--- STUDY MATERIAL Enclosed Below ---

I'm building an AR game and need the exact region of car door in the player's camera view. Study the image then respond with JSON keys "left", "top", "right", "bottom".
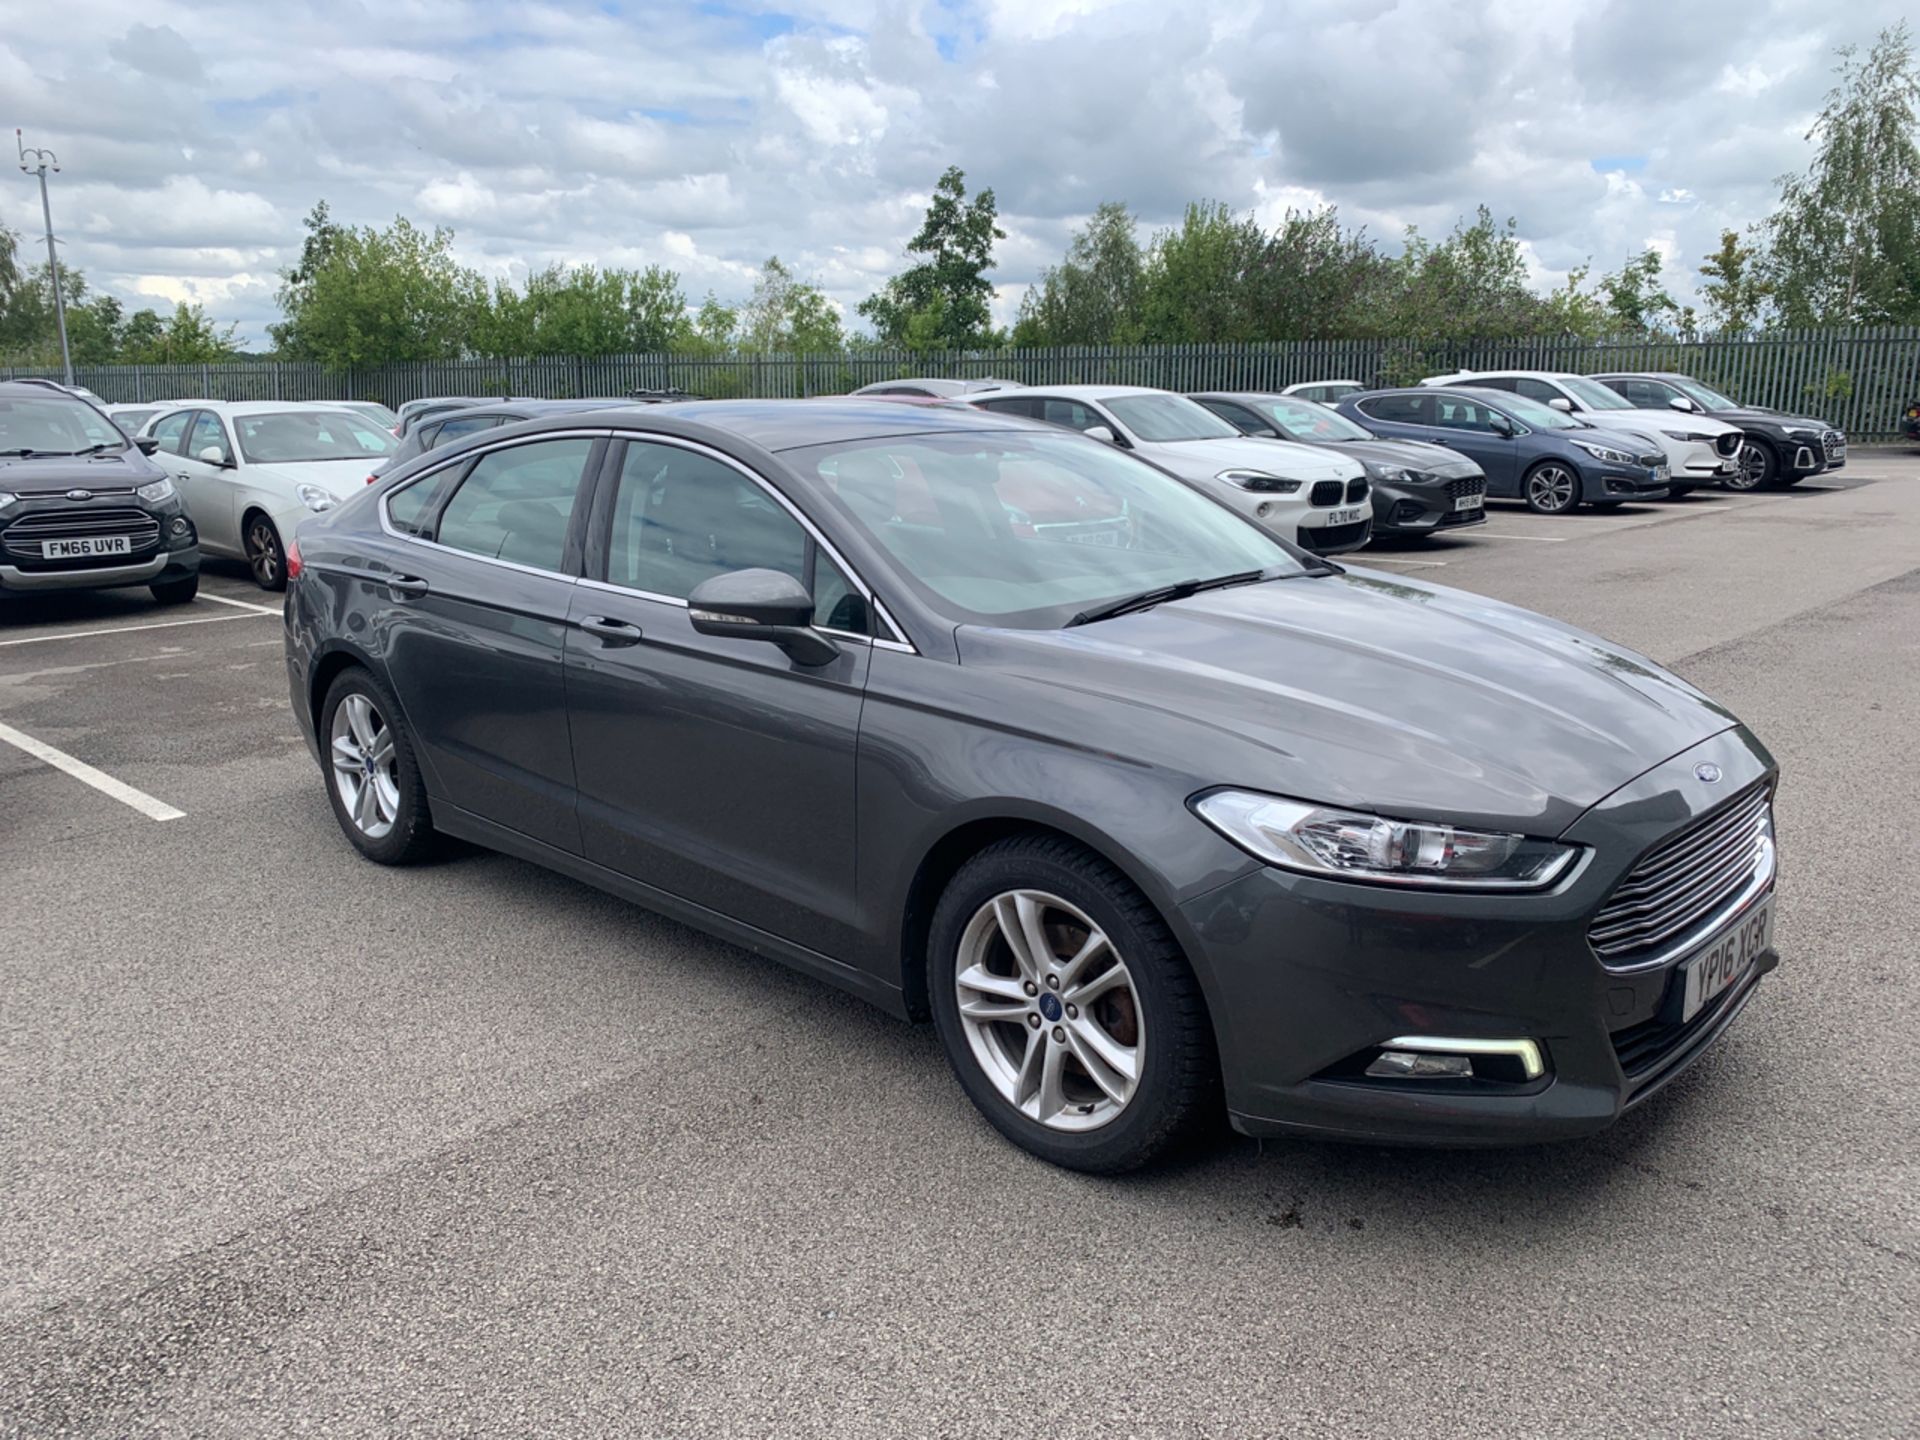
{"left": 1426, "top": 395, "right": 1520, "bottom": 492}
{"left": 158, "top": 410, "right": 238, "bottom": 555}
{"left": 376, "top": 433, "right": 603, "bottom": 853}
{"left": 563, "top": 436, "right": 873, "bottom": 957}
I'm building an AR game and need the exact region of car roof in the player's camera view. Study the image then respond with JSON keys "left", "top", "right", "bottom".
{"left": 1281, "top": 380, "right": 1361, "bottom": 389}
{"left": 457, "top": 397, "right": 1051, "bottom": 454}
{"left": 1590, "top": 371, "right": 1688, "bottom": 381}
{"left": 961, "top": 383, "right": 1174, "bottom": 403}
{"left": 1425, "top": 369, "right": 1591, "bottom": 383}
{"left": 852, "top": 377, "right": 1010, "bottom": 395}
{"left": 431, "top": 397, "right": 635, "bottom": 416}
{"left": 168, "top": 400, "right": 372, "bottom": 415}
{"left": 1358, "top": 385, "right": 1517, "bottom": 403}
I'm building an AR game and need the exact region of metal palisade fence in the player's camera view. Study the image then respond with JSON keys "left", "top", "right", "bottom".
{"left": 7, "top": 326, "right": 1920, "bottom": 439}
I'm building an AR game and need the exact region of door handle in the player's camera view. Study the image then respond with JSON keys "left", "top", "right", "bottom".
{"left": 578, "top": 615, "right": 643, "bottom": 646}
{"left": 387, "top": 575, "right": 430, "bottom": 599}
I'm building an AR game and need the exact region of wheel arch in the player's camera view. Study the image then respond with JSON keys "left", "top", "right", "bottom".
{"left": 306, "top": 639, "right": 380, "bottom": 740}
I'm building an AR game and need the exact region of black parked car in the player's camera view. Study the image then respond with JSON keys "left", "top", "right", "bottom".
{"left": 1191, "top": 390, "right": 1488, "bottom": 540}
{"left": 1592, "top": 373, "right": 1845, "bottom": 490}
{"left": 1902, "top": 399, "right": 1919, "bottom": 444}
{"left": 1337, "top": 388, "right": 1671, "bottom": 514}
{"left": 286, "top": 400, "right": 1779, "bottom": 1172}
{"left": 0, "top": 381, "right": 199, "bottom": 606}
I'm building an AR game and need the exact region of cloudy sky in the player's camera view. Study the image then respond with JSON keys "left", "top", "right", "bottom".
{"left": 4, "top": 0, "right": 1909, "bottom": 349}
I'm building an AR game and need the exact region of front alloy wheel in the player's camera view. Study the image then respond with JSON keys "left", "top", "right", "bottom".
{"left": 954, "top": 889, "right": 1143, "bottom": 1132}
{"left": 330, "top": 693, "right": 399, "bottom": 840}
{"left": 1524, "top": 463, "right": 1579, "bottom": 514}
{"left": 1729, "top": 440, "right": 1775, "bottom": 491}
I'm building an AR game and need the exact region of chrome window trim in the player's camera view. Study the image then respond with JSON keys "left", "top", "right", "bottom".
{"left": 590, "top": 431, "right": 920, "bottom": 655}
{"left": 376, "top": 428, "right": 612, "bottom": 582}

--- End of Enclosed STUDY MATERIAL ---

• DIRECTIONS FOR THIS TASK: Type out exactly the span of lines from the one with "region of chrome" to the end of the material above, counting both end lines, and nothing else.

• FINAL ANSWER:
I'm building an AR game and need the exact region of chrome window trim in the player's camera view. Study the image then respond with JSON keys "left", "top", "right", "bottom".
{"left": 590, "top": 431, "right": 920, "bottom": 655}
{"left": 376, "top": 428, "right": 612, "bottom": 582}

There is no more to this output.